Task item:
Restate the listing below word for word.
>>>>
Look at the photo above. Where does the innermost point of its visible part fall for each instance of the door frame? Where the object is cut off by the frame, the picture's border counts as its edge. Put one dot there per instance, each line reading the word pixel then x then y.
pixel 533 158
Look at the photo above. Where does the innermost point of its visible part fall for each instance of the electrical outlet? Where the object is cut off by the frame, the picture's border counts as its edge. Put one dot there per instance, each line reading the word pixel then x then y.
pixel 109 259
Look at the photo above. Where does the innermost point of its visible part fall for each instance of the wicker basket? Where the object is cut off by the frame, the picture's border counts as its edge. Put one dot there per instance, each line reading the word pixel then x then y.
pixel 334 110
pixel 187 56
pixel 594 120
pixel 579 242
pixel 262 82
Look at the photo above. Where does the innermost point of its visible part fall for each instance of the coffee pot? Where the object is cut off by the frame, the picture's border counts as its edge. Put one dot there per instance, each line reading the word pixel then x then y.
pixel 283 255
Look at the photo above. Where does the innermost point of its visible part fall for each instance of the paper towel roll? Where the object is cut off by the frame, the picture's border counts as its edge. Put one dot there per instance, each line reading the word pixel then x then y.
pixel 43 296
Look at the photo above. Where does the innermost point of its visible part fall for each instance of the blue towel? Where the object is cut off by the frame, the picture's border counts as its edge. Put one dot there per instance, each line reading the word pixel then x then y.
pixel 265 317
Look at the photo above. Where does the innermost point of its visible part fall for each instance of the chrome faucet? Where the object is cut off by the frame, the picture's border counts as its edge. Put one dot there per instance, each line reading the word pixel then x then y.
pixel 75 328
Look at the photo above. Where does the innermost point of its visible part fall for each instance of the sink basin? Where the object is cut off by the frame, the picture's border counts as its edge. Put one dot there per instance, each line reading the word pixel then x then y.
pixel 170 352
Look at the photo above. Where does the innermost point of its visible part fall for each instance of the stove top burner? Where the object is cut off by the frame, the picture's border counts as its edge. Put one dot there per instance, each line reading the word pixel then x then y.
<<<<
Written solution:
Look at the photo above. Where does the innermost point of its visible part fall for each instance of the door frame? Where the object is cut off by the frame, the picture's border counts as its edge. Put one dot there per instance, each line reading the word pixel then x then y.
pixel 533 158
Look at the photo above. Where does the innermost point of its visible part fall for each instance of the electrical outlet? Where the object is cut off by the frame, the picture's border counts as its edge. Put one dot there per instance, each line reading the word pixel then x then y.
pixel 109 259
Look at the photo above. Where does the innermost point of its visible part fall for each instance of the wicker basket? Where the object is cut off by the frame, the picture's border counts as its edge. Put one dot there per instance, each line reading the word pixel then x then y.
pixel 334 110
pixel 187 56
pixel 594 120
pixel 579 242
pixel 262 82
Look at the photo above. Where does the innermost point of its visible part fall for each instance of the coffee pot? Where the object is cut off by the frame, the picture's border counts as its edge. Put one dot there per instance, each line reading the word pixel then x then y.
pixel 283 255
Look at the photo above. Where does the innermost point of its visible part fall for each instance of the paper towel roll? Where the object is cut off by the frame, the picture's border counts as its edge. Put one dot there per instance, each line reading the word pixel then x then y.
pixel 43 296
Look at the photo above. Where does the innermost point of its visible part fall for each instance of the blue towel? Where the object is cut off by the frame, the picture's border counts as its edge. Put one dot there per instance, each line reading the word pixel then x then y.
pixel 265 317
Look at the photo above. Where does the innermost point of its visible part fall for each instance of the chrome faucet? Where the object is cut off by the frame, the picture's border counts as its edge. Put one dot there per instance, each line reading the word pixel then x then y.
pixel 75 328
Look at the photo above. Where does the innermost point of its visible part fall for each instance of the sink basin? Where the object is cut off by the frame, the picture's border counts as its edge. Put one dot there per instance, each line reading the word pixel then x then y.
pixel 170 352
Look at the photo above. Where does the innermost point of its visible part fall for each instance of the stove top burner? Where the object is cut off by the frame, the picture's border counts as its edge. Put one dot there per instance, each line reading the word pixel then x then y.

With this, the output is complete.